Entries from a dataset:
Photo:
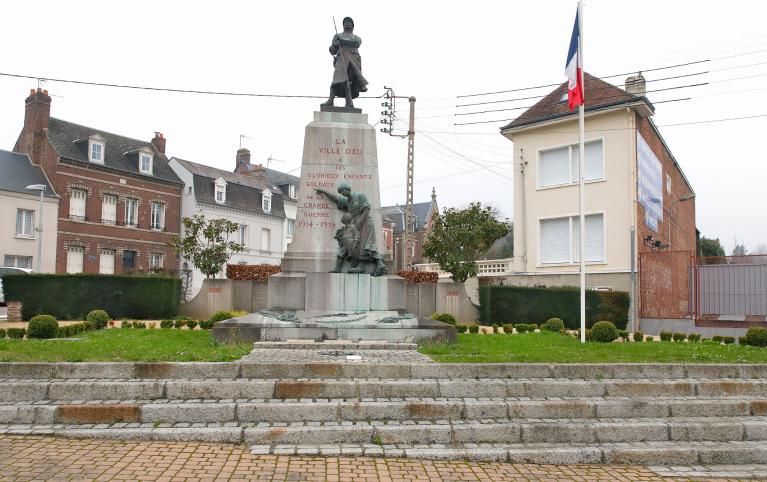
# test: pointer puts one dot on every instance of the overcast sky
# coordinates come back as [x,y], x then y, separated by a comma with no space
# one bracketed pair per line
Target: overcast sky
[434,51]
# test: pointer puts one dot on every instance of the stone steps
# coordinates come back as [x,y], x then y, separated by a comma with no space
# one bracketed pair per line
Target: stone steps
[378,409]
[530,431]
[390,370]
[12,390]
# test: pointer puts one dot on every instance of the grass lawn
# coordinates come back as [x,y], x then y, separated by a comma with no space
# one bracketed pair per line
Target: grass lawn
[125,345]
[549,347]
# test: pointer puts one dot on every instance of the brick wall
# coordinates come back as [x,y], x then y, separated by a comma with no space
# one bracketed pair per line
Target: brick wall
[663,274]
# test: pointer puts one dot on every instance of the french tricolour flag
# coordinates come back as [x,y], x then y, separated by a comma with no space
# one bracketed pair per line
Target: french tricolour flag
[573,70]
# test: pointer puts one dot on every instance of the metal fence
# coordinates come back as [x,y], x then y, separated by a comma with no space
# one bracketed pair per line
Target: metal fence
[730,285]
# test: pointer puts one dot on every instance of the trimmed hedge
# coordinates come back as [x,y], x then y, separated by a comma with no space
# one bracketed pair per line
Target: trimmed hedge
[68,297]
[42,327]
[517,304]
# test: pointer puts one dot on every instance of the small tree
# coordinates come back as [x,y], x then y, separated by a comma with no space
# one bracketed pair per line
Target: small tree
[460,236]
[710,247]
[206,243]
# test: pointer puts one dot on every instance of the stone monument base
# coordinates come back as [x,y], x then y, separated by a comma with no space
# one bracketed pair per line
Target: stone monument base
[389,326]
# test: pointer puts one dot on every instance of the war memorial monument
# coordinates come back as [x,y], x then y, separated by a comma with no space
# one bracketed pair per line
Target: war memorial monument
[334,284]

__TASK PROMPT__
Change every occurrence of "stone steps" to "stone stairs" in the lines above, keep everything else the same, and reproduce them with the pictures left out.

__RIGHT ANSWER__
Photo:
# test: pointer puts one dot on every instance of the overcast sky
# coordinates come back as [x,y], x then y, separated by a comma with no space
# one bracketed pair per line
Target: overcast sky
[434,51]
# test: pointer puts one dot on every instance of the stone stairs
# coordinates come back as [x,y], x then y, separated by a comma with no space
# one bracketed pair per line
Target: stone stairs
[378,409]
[530,431]
[390,370]
[12,390]
# test: pointer puts one dot on every instance of the grass lawn
# coordinates come back as [x,y], x then y, separated by a comma with no space
# one bracketed pair per line
Target: grass lawn
[125,345]
[549,347]
# test: pointer puts one dot on every instance of the brick wall
# coordinates come back as [x,y], x then y, separated by a comma with no space
# one bracketed pair per line
Target: brick wall
[663,274]
# test: pointer puts one dot on every instance of the french tricolour flag
# coordinates come back as [x,y], x then y, separated by a comma with no space
# one bracketed pair per line
Target: french tricolour flag
[573,70]
# test: pointer puts one dot on every instance of the metal fence
# coordinates come back as [x,y], x then y, separated by a comma with no space
# one bracketed pair per line
Target: metal fence
[730,285]
# test: pointer puts one dot on every instance of the trimmed hedge
# coordinates come back as [x,y], x then y, separated by a comma with no space
# one bracketed pair per line
Target: trimmed hedge
[68,297]
[42,327]
[517,304]
# test: pointer puts one dot on every instance of the small tree
# coordinates come back as [x,y], x then y, separated by a comma with no space
# one bracketed pair per line
Target: small tree
[460,236]
[710,247]
[206,243]
# test: pointer puts one dot on every instance of the stone monument base
# coordinates come back as [x,y], x then y, separated by a comma with no space
# one bracketed pair per line
Target: stone monument base
[389,326]
# test: pointer puts one dot on every instance of the war memorial monument
# coordinates come back as [x,y], x then y, separated by a comma with no space
# one bracketed pair per line
Target: war memorial monument
[334,284]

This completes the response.